GOAL OF THE EXERCISE: Write out the passage from "This is the" to "I got older." in the blog post below on bringing religion into a child's life.

This is the first post in a series on My Kid & Religion

Religion can be such a divisive thing. I am struggling with how (or even if) I want to introduce and integrate religion into my son’s early life. I realize that it will enter his life at some point, but I’m trying to figure out how I want to take part in his introduction to it. I have had a love-hate relationship with religion, Christianity specifically, in my life. This lands me in an odd position. I want my kid to have the positive “Sunday School” experience with church that I had when I was young. But, I don’t want to expose him to the many negative experiences I had with religion as I got older.

Somewhere in the transition from a child to an adult I slowly started to no longer fit into the nice little conservative Christian box I had been told I should fit into. The more I thought for myself, the more I became frustrated with the Christianity I was raised to believe. When a point would be made and I’d ask “Why?” the answer from a church leader would often be superficial. When I’d probe the answer with deeper inquiry my questions and logical arguments were ignored and dismissed. Even worse, at a certain point of asking questions too often, I was labeled as “trouble” and ignored by so many in the congregation I had thought were my friends.

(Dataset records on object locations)
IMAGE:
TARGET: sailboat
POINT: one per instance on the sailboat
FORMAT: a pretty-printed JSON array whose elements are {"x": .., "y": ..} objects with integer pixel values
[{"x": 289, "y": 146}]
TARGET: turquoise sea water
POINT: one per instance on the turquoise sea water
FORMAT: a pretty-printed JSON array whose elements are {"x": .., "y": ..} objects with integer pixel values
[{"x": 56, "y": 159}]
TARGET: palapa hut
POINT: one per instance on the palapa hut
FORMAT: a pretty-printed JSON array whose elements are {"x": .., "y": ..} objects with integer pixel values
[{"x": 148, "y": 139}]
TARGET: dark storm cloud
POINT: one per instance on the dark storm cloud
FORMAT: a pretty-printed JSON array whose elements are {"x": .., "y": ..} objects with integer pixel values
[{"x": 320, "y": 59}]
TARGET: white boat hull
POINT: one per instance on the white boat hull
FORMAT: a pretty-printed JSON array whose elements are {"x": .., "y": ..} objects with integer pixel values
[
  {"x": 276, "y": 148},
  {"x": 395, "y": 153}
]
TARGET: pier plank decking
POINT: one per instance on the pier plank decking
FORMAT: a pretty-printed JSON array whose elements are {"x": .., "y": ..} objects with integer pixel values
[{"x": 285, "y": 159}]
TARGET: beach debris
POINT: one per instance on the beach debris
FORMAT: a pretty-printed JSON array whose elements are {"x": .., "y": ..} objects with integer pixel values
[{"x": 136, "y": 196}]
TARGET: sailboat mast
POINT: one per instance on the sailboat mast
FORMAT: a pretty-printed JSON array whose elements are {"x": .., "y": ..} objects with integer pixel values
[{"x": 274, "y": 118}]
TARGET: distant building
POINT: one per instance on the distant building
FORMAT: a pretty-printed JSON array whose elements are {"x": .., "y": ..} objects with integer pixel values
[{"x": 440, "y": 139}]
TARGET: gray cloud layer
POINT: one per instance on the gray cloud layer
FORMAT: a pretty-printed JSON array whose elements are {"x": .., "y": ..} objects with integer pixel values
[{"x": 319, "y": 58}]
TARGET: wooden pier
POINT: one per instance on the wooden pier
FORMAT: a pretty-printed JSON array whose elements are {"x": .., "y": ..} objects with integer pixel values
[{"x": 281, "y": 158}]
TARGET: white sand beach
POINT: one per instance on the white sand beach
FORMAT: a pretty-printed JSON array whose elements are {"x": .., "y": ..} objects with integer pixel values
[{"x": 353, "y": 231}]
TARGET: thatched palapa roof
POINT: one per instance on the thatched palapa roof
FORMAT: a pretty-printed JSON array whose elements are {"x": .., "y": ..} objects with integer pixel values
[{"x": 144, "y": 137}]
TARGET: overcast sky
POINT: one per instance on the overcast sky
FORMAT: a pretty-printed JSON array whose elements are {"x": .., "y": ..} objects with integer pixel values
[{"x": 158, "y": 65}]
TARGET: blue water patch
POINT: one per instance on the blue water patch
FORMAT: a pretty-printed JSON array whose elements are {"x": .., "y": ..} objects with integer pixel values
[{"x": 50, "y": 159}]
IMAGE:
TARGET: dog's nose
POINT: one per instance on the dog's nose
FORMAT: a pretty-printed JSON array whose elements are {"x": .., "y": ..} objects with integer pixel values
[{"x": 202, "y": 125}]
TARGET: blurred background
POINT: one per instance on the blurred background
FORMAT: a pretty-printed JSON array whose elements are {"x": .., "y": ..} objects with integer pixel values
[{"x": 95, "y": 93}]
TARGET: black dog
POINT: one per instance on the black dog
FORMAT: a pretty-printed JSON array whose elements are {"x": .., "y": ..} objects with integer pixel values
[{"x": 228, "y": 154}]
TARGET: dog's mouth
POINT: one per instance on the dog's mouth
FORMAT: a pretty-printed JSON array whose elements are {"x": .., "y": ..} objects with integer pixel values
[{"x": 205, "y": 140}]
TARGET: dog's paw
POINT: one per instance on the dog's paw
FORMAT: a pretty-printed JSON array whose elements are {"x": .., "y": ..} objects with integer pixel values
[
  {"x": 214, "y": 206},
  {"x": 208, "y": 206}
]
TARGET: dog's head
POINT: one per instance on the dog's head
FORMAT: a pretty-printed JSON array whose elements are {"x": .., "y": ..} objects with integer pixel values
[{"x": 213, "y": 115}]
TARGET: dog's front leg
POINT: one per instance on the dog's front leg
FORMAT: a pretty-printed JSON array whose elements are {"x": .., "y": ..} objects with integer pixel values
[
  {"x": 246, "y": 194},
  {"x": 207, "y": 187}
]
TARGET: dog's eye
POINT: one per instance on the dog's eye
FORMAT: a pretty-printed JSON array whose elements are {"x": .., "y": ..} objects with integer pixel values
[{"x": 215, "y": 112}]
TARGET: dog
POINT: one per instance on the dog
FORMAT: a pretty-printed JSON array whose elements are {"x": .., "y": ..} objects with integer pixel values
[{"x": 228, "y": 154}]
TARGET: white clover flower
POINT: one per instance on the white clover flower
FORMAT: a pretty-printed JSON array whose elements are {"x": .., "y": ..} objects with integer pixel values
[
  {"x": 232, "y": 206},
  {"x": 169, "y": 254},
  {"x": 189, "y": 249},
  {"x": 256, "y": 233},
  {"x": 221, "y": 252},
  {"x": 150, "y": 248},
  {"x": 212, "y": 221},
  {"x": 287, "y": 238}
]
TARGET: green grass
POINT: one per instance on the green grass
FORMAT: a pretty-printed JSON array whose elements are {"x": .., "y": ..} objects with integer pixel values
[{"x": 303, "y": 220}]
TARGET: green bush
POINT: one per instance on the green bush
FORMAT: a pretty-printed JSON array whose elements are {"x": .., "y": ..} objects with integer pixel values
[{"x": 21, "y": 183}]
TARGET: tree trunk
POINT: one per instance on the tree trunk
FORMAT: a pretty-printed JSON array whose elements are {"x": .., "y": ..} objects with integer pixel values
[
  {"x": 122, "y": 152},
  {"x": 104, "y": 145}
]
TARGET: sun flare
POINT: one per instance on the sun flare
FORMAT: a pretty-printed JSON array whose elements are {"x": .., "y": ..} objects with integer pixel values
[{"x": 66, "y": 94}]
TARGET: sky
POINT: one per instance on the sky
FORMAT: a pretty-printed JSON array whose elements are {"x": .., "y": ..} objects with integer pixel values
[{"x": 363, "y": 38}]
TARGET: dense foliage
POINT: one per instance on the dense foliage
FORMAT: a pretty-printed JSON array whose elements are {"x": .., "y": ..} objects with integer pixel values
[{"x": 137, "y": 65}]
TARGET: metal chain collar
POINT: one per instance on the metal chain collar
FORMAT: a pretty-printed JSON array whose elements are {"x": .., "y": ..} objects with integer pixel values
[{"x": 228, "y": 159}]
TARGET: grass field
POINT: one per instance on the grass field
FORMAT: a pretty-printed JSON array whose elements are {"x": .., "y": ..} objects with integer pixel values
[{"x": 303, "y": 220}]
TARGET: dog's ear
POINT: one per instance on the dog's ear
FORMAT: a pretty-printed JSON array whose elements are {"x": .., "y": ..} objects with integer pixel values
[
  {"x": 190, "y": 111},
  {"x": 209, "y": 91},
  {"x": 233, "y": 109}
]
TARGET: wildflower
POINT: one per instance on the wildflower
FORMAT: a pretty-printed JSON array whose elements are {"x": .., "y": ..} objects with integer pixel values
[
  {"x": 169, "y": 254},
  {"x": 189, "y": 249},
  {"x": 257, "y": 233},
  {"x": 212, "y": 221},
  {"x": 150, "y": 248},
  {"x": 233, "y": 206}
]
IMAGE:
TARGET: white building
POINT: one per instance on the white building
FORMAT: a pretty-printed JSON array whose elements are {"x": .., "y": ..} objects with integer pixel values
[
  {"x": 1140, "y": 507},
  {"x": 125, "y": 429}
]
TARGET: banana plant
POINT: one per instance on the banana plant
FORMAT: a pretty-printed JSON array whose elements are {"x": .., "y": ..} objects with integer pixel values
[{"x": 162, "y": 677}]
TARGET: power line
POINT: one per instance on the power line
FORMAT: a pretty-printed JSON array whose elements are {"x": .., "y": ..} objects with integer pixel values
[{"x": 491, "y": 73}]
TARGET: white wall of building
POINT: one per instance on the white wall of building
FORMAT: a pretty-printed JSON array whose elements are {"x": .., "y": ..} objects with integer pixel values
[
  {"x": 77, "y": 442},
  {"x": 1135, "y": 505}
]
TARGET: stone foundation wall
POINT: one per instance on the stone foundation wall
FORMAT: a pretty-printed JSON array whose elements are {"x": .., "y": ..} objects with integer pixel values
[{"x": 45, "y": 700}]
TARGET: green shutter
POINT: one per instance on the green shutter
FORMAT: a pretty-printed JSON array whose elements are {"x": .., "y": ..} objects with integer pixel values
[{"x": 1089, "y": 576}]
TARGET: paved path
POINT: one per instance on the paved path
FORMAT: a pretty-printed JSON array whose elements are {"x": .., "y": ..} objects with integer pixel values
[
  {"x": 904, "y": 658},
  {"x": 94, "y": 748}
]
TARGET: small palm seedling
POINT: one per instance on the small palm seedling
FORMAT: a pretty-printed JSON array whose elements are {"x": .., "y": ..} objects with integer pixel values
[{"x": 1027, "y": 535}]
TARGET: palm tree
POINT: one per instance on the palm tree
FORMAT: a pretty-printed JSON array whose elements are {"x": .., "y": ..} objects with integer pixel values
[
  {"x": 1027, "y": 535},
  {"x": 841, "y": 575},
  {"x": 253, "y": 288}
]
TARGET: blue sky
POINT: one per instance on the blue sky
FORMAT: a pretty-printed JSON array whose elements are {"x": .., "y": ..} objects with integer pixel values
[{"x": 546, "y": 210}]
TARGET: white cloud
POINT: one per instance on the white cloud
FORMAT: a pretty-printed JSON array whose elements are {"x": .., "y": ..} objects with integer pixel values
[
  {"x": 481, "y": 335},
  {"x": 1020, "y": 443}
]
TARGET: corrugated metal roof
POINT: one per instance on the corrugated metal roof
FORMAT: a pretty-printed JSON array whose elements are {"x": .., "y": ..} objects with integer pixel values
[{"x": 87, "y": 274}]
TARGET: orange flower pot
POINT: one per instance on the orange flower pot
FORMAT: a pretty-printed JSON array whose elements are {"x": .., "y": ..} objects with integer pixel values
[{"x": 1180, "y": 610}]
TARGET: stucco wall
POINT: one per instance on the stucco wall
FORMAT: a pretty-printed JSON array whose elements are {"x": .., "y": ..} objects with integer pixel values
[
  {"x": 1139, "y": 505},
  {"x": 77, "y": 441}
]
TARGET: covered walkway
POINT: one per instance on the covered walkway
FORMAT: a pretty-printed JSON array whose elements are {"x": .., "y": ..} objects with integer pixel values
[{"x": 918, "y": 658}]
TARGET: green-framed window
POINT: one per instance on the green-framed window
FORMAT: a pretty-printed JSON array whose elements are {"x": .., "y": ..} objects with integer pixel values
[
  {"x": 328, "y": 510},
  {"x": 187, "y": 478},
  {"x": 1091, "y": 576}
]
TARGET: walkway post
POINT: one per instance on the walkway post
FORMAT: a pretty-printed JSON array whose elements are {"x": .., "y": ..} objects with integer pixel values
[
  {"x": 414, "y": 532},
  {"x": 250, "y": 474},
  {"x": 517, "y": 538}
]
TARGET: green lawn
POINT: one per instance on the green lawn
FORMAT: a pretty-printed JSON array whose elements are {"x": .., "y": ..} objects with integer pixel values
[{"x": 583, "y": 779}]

RESULT OF THE TASK:
This is the first post in a series on My Kid & Religion

Religion can be such a divisive thing. I am struggling with how (or even if) I want to introduce and integrate religion into my son’s early life. I realize that it will enter his life at some point, but I’m trying to figure out how I want to take part in his introduction to it. I have had a love-hate relationship with religion, Christianity specifically, in my life. This lands me in an odd position. I want my kid to have the positive “Sunday School” experience with church that I had when I was young. But, I don’t want to expose him to the many negative experiences I had with religion as I got older.